TEXT TO READ –
[Start]
General

  • How is cement made?
    • There are several steps involved in the production of cement. The first step involves the creation of a mixture of raw materials consisting of approximately 90% limestone and other materials, including clay, iron ore and bauxite. The next step in the production process is the creation of clinker. In clinker production the mixture of raw materials is fed into a kiln heated to over 900°C, which transforms the limestone (CaCO3) into lime (CaO) and CO2. Finally, this clinker is ground and mixed with different ingredients to produce cement.
  • How is steel made?
    • Crude steel can either be produced from iron ore (primary steel making) or from recycled steel scrap (secondary steel making). The predominant method of primary steelmaking is the integrated or Blast Furnace-Basic Oxygen Furnace (BF-BOF) route. In this process BOFs are typically fed pig iron typically produced from iron ore and coking coal in a blast furnace (BF). Secondary steel making involves feeding scrap steel into an Electric Arc Furnace (EAF). EAFs can also be used for primary steel production by feeding pig iron or direct reduced iron (DRI) into the furnace instead.
  • What is the scope and coverage of these databases?
    • Both databases are global in scope. The current version of the cement database consists of 3,117 assets, which we estimate covers approximately 90% of total global cement production based on production estimates for 2020 from the USGS.[1] The current version of the iron & steel database consists of 1,598 assets, which we estimate covers approximately 70% of the total global crude steel production based on production estimates for 2020 from the USGS.[1]
  • What types of cement production assets are included in the database?
    • There are two primary plant types included in the global cement database: integrated and grinding plants. Integrated plants will have one or more kilns where the clinker is produced. There are two main clinker production processes: wet and dry. For each integrated plant we have also reported the specific clinker production process.
  • What types of iron & steel production assets are included in the database?
    • The global iron & steel database consists of a range of assets across the steel production process. These include assets that are involved in the procurement and processing of raw materials (in particular coking and pelletisation plants), the production of crude steel (integrated plants and mini-mills) and the production of finished steel products (downstream plants). For each plant type we also identify and report the primary production process that occurs at that site.

[1] USGS. (2021). Mineral Commodity Summaries. United States Geological Survey.

Methodology

  • How were these databases constructed?
[End]
EXERCISE A –
Rewrite the paragraph of the cement and steel FAQ that begins "Crude steel can either be produced" as a bulleted list that keeps its main facts.
EXERCISE B –
Based on the cement and steel FAQ, answer yes or no to each statement, and quote the words that decide it: (i) The cement database contains 3,117 assets. (ii) In clinker production, the kiln is heated to over 900°C. (iii) The iron & steel database is estimated to cover about 90% of global crude steel production.
EXERCISE C –
Continue the cement and steel FAQ from the point where it stops.
The data after this point is separate material, unconnected to the cement and steel FAQ.

DATA SEGMENT –
[Start]
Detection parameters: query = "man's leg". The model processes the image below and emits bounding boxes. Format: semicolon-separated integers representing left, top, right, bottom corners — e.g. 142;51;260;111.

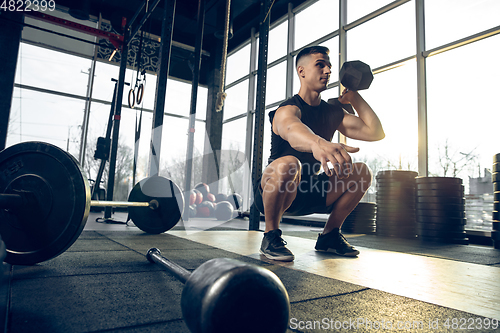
[End]
FINAL RESULT A –
- Crude steel comes either from iron ore (primary steelmaking) or from recycled steel scrap (secondary steelmaking).
- The main primary route is the integrated Blast Furnace-Basic Oxygen Furnace (BF-BOF) route.
- In that route, BOFs are usually fed pig iron made from iron ore and coking coal in a blast furnace.
- Secondary steelmaking feeds scrap steel into an Electric Arc Furnace (EAF).
- EAFs can also make primary steel when fed pig iron or direct reduced iron (DRI) instead.

FINAL RESULT B –
(i) Yes: "The current version of the cement database consists of 3,117 assets"
(ii) Yes: "fed into a kiln heated to over 900°C"
(iii) No: "covers approximately 70% of the total global crude steel production"

FINAL RESULT C –
    • We have used a mixture of methods to develop these databases. These methods included the use of remote sensing imagery, machine learning, crowdsourcing and desk research to identify and characterise cement and iron & steel production facilities globally. Initially, desk research was undertaken to develop training data and to link identified assets to its owner. After this initial desk research, machine learning models were developed and applied to remote sensing imagery to identify new plants that had not already been identified. This identification strategy was also complemented by crowdsourcing efforts to validate and annotate the identified facilities, which are used for the identification of plant and production type as well for the purposes of estimating the production capacity for cement plants.
  • How was capacity information obtained?
    • For most cement assets capacity was obtained from disclosed information by the companies or by an industry association. For some cement assets this capacity information was estimated using the dimensions of the plant and the number and dimensions of the kilns located at that plant. For those plants with modelled capacity the capacity source within the database is reported as “Estimated.” For all iron & steel assets the capacity was obtained from the capacity source disclosed within the database.

Credit

  • Who built these databases and who funded it?
    • Both databases have been developed by the Oxford Sustainable Finance Programme, Satellite Applications Catapult, and The Alan Turing Institute as part of the Spatial Finance Initiative GeoAsset Project. The development of these databases was funded by the Children’s Investment Fund Foundation (CIFF).
  • How do I cite the data?
    • The suggested citation for the cement database is: “McCarten, M., Bayaraa, M., Caldecott, B., Christiaen, C., Foster, P., Hickey, C., Kampmann, D., Layman, C., Rossi, C., Scott, K., Tang, K., Tkachenko, N., and Yoken, D. 2021. Global Database of Cement Production Assets. Spatial Finance Initiative”
    • The suggested citation for the iron & steel database is: “McCarten, M., Bayaraa, M., Caldecott, B., Christiaen, C., Foster, P., Hickey, C., Kampmann, D., Layman, C., Rossi, C., Scott, K., Tang, K., Tkachenko, N., and Yoken, D., 2021. Global Database of Iron and Steel Production Assets. Spatial Finance Initiative”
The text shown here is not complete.